- [PROBLEM STATEMENT] In the property tax excerpt, please state what percentage of the tax bill in most communities the residential portion of the school property tax accounts for.
>> Start SELECTED EXCERPT
The highlights of Mr. Levinson’s presentation:

- Eliminating the residential portion of the school property tax (which accounts for nearly 60% of the tax bill in most communities), same to be replaced with a nominal (2-4%) income tax;
- Creating a single commercial property tax rate for all school districts so that every district shares in and benefits from tax revenues generated by commercial properties throughout the County;
- Consolidating, or in some cases, eliminating, many of the Town’s special districts so that all homeowners pay the same tax rate for services within the Town.

On the proposed income tax, which has raised more eyebrows in the County than anyone can remember, it was evident that many in attendance – while weary of an income tax – recognized the need to do something about the residential portion of the school property tax, which has become, to say the least, oppressive.

“This is a matter of survival here in Nassau County,” said one speaker. “We simply can no longer afford to live in our homes, and few but the very wealthy can afford to buy homes in the County, let alone pay the property taxes.”

A senior from Levittown told of paying more in property taxes than he paid for his house back in the sixties, and of considering a move to Florida or South Carolina because he cannot afford the taxes. “On a fixed income,” said the senior, “how does one have the ability to pay? Its an outrage!”

An income tax, based on one’s ability to pay, is inherently more fair than a regressive property tax based solely on the value of one’s house. Tied to income rather than property value, such a tax would save most homeowners 50% or more over the existing system, and, by reaching the invisible population of renters (said to number more than 100,000), a modest income tax would not only generate more revenue than presently raised for our school districts, it would create a system where EVERYONE pays their fair share (certainly not the case today, where the homeowner pays the way for the renter, illegal and otherwise).

On creating a single commercial tax rate to be shared by all school districts, their was nearly universal support. Under the present system, commercial properties generate revenues only for the school districts in which they are situated. So, for instance, school taxes collected from Roosevelt Field, which lies mainly within the Uniondale School District, go (but for a small portion of Ring Road in Garden City), to the Uniondale School District. We all pour money into Roosevelt Field. Why shouldn’t all school districts share the revenues on a more or less equal footing?
>> End SELECTED EXCERPT
>> Start RECORD EXCERPTS
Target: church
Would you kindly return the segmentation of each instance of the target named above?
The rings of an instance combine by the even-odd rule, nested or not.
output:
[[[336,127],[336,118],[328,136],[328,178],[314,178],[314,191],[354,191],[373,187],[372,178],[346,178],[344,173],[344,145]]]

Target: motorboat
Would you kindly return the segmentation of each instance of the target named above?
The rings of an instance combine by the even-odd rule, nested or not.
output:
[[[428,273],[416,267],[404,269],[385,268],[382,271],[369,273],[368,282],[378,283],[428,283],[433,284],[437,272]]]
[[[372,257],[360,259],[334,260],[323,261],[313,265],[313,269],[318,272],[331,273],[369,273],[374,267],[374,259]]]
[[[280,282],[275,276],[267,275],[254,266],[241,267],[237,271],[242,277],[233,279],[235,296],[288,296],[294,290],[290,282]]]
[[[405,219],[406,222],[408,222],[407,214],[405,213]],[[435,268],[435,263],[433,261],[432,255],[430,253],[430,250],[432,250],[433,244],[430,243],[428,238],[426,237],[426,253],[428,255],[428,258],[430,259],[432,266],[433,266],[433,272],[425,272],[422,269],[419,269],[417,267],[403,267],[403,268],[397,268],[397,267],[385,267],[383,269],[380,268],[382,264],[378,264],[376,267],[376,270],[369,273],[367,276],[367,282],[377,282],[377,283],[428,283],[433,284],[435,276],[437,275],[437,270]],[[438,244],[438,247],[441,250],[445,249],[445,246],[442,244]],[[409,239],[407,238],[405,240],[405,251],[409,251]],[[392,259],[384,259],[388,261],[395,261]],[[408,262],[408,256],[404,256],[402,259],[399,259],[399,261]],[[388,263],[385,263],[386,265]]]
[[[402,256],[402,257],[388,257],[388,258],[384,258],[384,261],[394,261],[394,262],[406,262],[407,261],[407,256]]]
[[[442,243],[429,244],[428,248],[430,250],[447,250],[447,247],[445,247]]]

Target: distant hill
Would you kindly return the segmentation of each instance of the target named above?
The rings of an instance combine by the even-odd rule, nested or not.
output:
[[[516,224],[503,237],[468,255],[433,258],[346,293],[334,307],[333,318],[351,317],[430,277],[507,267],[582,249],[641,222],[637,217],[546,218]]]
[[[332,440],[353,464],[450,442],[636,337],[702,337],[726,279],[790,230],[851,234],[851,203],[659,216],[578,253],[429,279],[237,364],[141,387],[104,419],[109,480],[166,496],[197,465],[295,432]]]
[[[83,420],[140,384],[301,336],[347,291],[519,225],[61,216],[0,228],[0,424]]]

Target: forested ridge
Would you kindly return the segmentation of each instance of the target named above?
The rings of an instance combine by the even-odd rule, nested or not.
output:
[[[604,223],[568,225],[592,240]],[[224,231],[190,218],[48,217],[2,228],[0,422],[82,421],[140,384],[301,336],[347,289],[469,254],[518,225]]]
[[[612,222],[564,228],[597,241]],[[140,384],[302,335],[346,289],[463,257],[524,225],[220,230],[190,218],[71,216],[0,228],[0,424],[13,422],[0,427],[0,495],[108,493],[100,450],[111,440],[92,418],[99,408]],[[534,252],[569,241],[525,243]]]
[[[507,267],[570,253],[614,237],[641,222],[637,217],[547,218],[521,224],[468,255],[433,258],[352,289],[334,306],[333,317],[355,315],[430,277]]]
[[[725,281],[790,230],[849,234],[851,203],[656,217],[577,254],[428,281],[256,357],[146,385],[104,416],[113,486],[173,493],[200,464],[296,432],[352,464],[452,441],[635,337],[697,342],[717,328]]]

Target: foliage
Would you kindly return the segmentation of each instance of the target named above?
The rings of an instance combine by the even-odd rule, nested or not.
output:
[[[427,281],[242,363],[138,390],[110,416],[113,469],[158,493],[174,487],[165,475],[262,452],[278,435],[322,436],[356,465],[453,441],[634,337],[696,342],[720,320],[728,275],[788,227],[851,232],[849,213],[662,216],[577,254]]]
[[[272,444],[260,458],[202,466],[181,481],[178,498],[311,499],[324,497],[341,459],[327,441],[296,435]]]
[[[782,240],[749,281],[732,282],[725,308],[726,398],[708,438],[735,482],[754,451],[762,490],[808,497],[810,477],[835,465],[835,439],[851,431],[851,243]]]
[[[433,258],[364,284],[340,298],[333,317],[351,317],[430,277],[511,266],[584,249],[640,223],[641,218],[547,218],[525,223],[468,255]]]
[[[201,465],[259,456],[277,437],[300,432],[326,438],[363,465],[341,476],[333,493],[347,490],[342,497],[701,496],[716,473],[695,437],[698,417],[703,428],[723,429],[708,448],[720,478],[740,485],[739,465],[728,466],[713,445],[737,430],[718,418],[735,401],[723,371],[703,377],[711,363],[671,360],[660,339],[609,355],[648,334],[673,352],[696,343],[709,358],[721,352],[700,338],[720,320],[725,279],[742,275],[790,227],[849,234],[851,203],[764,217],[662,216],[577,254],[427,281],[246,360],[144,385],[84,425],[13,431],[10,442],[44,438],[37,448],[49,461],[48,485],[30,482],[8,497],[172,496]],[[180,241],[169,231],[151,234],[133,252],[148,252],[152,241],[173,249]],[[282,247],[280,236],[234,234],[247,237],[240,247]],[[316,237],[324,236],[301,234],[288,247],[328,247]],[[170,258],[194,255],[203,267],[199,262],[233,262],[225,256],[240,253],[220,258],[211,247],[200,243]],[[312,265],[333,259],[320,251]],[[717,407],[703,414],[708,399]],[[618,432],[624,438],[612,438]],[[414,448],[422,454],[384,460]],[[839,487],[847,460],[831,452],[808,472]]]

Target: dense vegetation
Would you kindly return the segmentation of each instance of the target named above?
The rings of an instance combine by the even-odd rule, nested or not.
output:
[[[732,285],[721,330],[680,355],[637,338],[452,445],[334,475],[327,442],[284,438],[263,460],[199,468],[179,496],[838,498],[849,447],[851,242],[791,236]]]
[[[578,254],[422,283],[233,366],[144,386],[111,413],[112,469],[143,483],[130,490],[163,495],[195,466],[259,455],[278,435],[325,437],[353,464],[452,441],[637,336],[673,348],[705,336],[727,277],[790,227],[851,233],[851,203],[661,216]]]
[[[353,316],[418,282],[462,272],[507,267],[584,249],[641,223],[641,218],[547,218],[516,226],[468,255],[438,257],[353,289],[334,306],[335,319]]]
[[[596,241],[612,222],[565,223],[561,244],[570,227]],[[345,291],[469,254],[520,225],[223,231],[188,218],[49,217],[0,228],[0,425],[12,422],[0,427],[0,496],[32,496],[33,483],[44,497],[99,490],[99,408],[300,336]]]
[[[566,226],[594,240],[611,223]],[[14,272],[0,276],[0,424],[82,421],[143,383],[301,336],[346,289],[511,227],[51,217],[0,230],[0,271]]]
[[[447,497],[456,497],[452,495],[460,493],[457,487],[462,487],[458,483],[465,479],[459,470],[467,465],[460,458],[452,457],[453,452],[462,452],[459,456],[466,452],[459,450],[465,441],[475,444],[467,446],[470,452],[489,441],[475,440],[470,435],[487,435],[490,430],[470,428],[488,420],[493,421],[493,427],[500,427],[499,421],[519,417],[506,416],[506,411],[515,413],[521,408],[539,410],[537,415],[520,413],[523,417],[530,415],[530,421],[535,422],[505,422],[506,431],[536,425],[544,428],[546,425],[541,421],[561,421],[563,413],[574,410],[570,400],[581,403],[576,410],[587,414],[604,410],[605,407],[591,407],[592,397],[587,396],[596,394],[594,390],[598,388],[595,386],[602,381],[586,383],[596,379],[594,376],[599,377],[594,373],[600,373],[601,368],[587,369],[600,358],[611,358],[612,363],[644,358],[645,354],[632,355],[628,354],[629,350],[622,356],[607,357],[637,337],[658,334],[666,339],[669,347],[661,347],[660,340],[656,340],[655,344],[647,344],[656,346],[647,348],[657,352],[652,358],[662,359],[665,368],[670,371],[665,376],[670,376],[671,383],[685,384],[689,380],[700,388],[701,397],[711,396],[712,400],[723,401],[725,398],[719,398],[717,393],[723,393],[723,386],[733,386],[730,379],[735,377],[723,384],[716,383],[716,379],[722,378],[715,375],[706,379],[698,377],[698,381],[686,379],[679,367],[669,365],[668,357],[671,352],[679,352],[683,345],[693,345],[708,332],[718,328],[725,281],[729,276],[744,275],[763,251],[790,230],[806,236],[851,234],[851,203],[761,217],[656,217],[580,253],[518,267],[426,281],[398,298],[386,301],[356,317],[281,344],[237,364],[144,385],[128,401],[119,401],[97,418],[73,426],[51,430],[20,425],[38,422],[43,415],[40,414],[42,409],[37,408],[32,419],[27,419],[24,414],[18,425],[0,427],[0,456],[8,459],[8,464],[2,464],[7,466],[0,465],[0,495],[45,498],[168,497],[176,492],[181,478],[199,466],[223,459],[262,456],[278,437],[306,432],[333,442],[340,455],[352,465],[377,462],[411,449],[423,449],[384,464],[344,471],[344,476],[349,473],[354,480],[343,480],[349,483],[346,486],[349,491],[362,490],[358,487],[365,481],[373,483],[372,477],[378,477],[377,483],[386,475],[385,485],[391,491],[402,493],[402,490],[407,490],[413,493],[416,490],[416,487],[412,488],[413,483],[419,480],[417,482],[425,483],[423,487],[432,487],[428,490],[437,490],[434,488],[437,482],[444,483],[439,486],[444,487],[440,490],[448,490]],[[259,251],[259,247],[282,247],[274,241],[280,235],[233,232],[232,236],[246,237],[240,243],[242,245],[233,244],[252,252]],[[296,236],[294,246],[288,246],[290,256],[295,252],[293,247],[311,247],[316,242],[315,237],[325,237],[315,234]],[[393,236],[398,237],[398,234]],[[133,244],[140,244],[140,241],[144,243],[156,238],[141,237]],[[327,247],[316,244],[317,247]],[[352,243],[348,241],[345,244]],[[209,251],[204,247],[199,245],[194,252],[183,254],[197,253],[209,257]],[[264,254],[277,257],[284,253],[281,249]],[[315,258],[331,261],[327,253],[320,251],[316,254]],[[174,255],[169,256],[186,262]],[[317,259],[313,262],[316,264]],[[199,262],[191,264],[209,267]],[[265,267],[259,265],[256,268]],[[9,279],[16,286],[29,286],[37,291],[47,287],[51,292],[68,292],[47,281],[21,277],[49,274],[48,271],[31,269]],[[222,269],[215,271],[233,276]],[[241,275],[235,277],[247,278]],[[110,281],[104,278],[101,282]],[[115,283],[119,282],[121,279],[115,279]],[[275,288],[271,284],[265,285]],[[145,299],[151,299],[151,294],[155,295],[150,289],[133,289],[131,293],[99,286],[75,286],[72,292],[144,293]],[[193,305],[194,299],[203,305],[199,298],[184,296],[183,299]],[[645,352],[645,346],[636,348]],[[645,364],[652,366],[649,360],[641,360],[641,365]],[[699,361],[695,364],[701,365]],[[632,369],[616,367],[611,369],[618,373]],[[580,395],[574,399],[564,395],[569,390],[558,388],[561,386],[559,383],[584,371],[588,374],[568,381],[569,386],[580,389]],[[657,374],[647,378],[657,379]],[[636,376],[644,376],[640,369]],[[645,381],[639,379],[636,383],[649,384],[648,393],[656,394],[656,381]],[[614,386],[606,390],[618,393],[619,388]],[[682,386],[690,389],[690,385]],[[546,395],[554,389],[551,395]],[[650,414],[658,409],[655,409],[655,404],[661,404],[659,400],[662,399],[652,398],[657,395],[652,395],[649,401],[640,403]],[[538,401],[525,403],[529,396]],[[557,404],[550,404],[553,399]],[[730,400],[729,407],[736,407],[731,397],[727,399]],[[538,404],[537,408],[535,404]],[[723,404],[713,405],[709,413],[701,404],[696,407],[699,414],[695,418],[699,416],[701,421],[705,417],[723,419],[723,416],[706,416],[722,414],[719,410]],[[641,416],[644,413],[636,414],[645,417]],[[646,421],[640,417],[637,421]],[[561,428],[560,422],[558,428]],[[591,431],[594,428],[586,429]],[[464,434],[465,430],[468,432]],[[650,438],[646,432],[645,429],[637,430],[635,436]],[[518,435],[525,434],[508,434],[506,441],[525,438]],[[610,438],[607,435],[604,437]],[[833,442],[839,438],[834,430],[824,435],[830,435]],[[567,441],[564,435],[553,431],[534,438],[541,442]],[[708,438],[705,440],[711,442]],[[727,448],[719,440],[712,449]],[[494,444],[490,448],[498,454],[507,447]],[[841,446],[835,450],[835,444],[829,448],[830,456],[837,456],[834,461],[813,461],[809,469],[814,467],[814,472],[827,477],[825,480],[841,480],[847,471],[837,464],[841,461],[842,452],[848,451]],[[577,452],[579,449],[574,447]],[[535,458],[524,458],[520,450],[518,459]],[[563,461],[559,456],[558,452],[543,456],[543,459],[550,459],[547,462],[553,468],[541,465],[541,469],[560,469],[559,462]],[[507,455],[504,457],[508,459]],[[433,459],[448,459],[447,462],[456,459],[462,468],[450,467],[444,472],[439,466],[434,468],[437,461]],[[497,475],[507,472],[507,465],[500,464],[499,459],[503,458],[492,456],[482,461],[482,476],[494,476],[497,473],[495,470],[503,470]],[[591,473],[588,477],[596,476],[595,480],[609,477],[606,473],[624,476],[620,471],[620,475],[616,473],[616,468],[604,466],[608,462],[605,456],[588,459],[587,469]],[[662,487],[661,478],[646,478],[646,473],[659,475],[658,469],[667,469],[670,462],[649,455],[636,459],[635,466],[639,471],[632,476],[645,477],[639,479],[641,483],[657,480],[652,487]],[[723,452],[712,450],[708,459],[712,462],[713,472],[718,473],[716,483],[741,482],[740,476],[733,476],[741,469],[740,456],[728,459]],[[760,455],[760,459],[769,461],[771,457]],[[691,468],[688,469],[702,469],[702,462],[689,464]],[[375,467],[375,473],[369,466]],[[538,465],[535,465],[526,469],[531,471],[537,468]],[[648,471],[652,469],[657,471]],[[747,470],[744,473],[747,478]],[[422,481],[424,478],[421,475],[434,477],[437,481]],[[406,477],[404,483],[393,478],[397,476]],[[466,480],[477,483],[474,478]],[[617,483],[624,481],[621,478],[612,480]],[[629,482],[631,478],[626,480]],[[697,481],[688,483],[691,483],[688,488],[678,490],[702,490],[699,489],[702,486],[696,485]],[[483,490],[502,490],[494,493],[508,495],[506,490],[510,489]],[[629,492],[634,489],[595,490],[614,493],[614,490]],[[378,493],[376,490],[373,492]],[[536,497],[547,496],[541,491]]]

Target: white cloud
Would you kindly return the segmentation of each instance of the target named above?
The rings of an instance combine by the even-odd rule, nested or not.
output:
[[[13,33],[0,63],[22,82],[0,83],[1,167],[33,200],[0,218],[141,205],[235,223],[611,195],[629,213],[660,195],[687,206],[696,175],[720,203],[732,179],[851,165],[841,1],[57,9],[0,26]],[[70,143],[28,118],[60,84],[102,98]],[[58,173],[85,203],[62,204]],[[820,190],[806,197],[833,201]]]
>> End RECORD EXCERPTS
- [TASK RESULT] Nearly 60%.